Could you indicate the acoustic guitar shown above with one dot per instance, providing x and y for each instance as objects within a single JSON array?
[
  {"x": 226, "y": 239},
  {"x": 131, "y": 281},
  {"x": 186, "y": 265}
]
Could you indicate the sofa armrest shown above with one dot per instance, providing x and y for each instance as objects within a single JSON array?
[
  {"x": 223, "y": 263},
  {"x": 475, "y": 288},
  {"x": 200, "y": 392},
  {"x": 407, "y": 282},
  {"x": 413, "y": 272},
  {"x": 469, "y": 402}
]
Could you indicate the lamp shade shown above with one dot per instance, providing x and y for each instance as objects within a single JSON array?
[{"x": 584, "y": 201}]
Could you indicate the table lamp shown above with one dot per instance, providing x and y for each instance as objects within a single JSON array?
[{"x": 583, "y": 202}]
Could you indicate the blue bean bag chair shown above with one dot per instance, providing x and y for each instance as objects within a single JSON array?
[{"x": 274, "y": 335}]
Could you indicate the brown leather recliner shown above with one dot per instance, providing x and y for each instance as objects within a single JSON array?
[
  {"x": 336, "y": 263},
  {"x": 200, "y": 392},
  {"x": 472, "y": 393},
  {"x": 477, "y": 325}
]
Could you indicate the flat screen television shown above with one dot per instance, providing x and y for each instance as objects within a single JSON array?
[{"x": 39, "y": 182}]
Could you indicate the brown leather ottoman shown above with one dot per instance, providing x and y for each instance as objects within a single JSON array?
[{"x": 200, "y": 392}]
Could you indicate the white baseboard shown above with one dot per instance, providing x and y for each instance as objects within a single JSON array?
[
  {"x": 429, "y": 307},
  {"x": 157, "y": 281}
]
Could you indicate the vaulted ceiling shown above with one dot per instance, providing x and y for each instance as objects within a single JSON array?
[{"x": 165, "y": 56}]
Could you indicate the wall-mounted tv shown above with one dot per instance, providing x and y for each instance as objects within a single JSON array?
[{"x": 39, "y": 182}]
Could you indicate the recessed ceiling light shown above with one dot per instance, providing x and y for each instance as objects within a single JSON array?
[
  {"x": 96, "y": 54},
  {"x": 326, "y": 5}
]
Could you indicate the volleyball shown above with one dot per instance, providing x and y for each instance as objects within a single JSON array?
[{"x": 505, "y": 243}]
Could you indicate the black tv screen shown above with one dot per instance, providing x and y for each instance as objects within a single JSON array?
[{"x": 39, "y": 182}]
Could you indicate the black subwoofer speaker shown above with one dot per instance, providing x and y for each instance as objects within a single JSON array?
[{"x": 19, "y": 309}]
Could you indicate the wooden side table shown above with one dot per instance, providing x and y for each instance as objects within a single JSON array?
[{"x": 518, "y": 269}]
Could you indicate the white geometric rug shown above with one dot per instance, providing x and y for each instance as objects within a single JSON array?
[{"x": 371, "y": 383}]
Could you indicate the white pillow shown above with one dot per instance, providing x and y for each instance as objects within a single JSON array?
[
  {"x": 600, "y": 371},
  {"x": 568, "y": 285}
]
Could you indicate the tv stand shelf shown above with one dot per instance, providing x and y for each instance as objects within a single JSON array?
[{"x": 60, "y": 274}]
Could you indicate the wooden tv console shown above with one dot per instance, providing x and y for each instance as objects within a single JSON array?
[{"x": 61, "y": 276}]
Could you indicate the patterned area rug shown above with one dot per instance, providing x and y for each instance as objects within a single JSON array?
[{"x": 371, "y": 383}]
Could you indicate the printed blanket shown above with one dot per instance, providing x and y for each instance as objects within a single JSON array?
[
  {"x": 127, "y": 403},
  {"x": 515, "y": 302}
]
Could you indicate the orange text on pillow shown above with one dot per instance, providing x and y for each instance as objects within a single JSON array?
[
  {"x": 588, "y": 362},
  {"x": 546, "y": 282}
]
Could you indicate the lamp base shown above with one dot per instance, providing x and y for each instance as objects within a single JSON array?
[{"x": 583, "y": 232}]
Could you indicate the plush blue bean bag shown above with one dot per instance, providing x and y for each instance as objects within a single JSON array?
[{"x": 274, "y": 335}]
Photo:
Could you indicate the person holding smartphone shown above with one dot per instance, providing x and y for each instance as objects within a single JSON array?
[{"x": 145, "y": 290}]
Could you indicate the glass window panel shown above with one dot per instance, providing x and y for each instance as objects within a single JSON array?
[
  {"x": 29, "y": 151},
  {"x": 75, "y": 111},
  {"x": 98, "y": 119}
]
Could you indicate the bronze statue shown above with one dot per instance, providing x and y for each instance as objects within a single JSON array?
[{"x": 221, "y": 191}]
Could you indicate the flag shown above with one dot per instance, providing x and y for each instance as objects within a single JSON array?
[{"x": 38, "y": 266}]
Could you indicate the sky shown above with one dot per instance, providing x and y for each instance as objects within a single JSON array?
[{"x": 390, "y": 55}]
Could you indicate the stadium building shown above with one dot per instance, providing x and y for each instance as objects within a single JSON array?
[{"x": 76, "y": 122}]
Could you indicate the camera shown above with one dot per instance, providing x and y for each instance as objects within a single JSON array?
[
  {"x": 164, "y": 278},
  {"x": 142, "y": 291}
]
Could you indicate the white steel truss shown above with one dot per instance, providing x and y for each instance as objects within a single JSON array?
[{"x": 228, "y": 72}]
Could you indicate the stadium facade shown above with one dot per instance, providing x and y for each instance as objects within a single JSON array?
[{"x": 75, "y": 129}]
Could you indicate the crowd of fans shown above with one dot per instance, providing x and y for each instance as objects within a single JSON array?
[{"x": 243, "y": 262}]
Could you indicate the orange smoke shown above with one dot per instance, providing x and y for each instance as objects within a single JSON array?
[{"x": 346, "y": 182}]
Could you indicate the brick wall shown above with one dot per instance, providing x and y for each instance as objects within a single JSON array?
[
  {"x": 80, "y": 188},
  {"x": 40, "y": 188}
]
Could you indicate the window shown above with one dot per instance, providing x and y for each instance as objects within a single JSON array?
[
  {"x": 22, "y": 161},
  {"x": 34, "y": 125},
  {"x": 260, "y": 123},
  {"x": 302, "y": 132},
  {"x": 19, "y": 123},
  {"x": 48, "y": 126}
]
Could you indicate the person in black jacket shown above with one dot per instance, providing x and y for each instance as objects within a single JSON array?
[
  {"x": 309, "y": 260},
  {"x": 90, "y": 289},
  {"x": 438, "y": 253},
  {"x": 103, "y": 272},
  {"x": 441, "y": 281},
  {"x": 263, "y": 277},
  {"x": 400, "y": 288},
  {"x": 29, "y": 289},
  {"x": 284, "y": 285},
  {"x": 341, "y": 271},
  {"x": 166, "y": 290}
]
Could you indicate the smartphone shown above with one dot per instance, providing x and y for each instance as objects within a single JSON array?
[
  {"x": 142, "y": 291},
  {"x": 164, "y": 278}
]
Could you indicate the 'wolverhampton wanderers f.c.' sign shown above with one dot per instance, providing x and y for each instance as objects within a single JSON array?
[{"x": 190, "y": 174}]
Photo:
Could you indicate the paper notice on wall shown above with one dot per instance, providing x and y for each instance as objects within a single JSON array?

|---|

- **What to work on**
Each line of the data is to be written out again exactly.

- **Task solution**
Could you indicate the acoustic guitar shown above with one dot per instance, providing x and y for each instance as objects within a single JSON array?
[
  {"x": 226, "y": 239},
  {"x": 131, "y": 281},
  {"x": 186, "y": 265}
]
Could you indicate the sofa armrest shown above with one dot per instance, providing x and y for each instance as objects within a single JSON array?
[
  {"x": 223, "y": 263},
  {"x": 475, "y": 288},
  {"x": 200, "y": 392},
  {"x": 407, "y": 282},
  {"x": 413, "y": 272},
  {"x": 469, "y": 402}
]
Could you indicate the lamp shade shown above with one dot per instance, providing x and y for each instance as objects within a single JSON array?
[{"x": 584, "y": 201}]
Could you indicate the table lamp shown above with one dot per instance, providing x and y for each instance as objects within a single JSON array?
[{"x": 583, "y": 202}]
Could you indicate the blue bean bag chair shown above with one dot per instance, providing x and y for each instance as objects within a single JSON array?
[{"x": 274, "y": 335}]
Could you indicate the brown leather recliner shown above with one dot per instance, providing x and y for each instance as objects within a single JSON array?
[
  {"x": 336, "y": 263},
  {"x": 200, "y": 392},
  {"x": 472, "y": 393},
  {"x": 477, "y": 325}
]
Could you indicate the flat screen television shown above with one dot per instance, providing x and y for each instance as objects within a single JSON array?
[{"x": 39, "y": 182}]
Could you indicate the brown leather ottoman shown above with one dot per instance, providing x and y for each instance as objects within a single JSON array?
[{"x": 200, "y": 392}]
Could you indicate the white baseboard shown above with one dot per instance, providing x and y for each instance as objects within a single JSON array?
[
  {"x": 429, "y": 307},
  {"x": 157, "y": 281}
]
Could you indicate the vaulted ceiling shown above with one dot per instance, providing x and y for each instance as objects within a single JSON array?
[{"x": 165, "y": 56}]
Could you indicate the wall-mounted tv shown above with one dot per instance, providing x and y for each instance as objects within a single JSON array?
[{"x": 39, "y": 182}]
Could you indicate the recessed ceiling light shown above with one dot per instance, providing x and y for each instance as objects within a single JSON array?
[
  {"x": 96, "y": 54},
  {"x": 326, "y": 5}
]
Could you indicate the volleyball shown above with one dot per instance, providing x and y for each instance as objects within a single JSON array?
[{"x": 505, "y": 243}]
Could you indicate the black tv screen shown above with one dot per instance, providing x and y for each instance as objects within a single JSON array?
[{"x": 39, "y": 182}]
Could you indicate the black subwoofer speaker shown above with one dot per instance, providing x and y for each instance as objects within a single JSON array?
[{"x": 19, "y": 309}]
Could you indicate the wooden side table shown above with one dot per instance, providing x and y for each instance as objects within a single JSON array?
[{"x": 518, "y": 269}]
Could you indicate the white geometric rug shown above with one dot per instance, providing x and y for each instance as objects within a single JSON array?
[{"x": 371, "y": 383}]
Could you indicate the white pillow shown above with one dot per instance, providing x and y for each instance as objects within a single JSON array?
[
  {"x": 600, "y": 371},
  {"x": 568, "y": 285}
]
Could you indicate the tv stand shelf shown above with one dot per instance, providing x and y for each instance as objects within a single JSON array?
[{"x": 60, "y": 274}]
Could you indicate the wooden tv console shown above with one dot per instance, providing x and y for each instance as objects within a single JSON array?
[{"x": 61, "y": 276}]
Could you indicate the patterned area rug shown above with one dot per instance, providing x and y for each instance as objects within a single JSON array?
[{"x": 371, "y": 383}]
Could you indicate the printed blanket shown above with one dot per instance, providing x and y for each instance as objects within a single JSON array?
[
  {"x": 127, "y": 403},
  {"x": 515, "y": 302}
]
Could you indicate the orange text on pillow shown above with one dot per instance, providing x and y for each instance as objects within a single JSON array?
[
  {"x": 588, "y": 362},
  {"x": 546, "y": 282}
]
Could you indicate the lamp base shown above with one dot per instance, providing x and y for each instance as objects within a single JSON array?
[{"x": 583, "y": 232}]
Could you indicate the plush blue bean bag shown above with one dot per instance, providing x and y for each instance as objects within a single JSON array?
[{"x": 274, "y": 335}]
Photo:
Could you indicate the person holding smartphone shown above with one dot per instance, providing x and y for each instance as objects within a single JSON array?
[{"x": 145, "y": 290}]
Could you indicate the glass window panel shown above with one dot per instance, providing x and y for each instance as objects within a single JSON array?
[
  {"x": 29, "y": 151},
  {"x": 75, "y": 111},
  {"x": 98, "y": 119}
]
Could you indicate the bronze statue shown above with one dot per instance, providing x and y for each instance as objects within a single JSON array?
[{"x": 221, "y": 191}]
Could you indicate the flag shown above with one dot per instance, providing x and y for each instance as objects within a single JSON array?
[{"x": 38, "y": 266}]
Could you indicate the sky shown above with one dot per instance, providing x and y for each instance as objects within a single JSON array?
[{"x": 390, "y": 55}]
Could you indicate the stadium building shown above with one dot per instance, providing x and y for each instance as objects within a single JSON array?
[{"x": 76, "y": 122}]
Could you indicate the camera shown above with one dot per instance, providing x and y for each instance as objects within a single JSON array?
[
  {"x": 164, "y": 278},
  {"x": 142, "y": 291}
]
Could you indicate the white steel truss shown above with one dot per instance, providing x and y for each instance as objects within a single JSON array?
[{"x": 228, "y": 72}]
Could you indicate the stadium facade shown above with one dot per instance, providing x and y for each instance as objects within a single JSON array?
[{"x": 75, "y": 129}]
Could you indicate the crowd of fans shown above with one dot per instance, providing x and y for each instance as objects within a single JSON array?
[{"x": 243, "y": 262}]
Could you indicate the orange smoke shown above with one dot per instance, providing x and y for each instance as objects within a single JSON array?
[{"x": 346, "y": 182}]
Could you indicate the brick wall shown above with one dot per instance, providing x and y for each instance as objects within a single JSON array?
[
  {"x": 80, "y": 188},
  {"x": 40, "y": 188}
]
Could you indicate the window shown above with one dot per instance, providing x and y for each instance as objects within a single JSON array?
[
  {"x": 22, "y": 161},
  {"x": 34, "y": 125},
  {"x": 260, "y": 123},
  {"x": 302, "y": 132},
  {"x": 19, "y": 123},
  {"x": 48, "y": 126}
]
Could you indicate the person in black jacket shown above with one dot per instance, providing x and y for each instance as objects within a single JSON array?
[
  {"x": 309, "y": 260},
  {"x": 90, "y": 289},
  {"x": 438, "y": 253},
  {"x": 103, "y": 272},
  {"x": 441, "y": 281},
  {"x": 263, "y": 277},
  {"x": 400, "y": 288},
  {"x": 29, "y": 289},
  {"x": 284, "y": 285},
  {"x": 341, "y": 271},
  {"x": 166, "y": 290}
]
Could you indicate the smartphone shown above with one dot per instance, providing x and y for each instance as objects within a single JSON array?
[
  {"x": 142, "y": 291},
  {"x": 164, "y": 278}
]
Could you indicate the 'wolverhampton wanderers f.c.' sign shown above with one dot per instance, providing x and y for each instance as objects within a single JSON array?
[{"x": 190, "y": 174}]
Photo:
Could you indicate the paper notice on wall shown above with one dot per instance, providing x and y for each instance as objects within a single JSON array?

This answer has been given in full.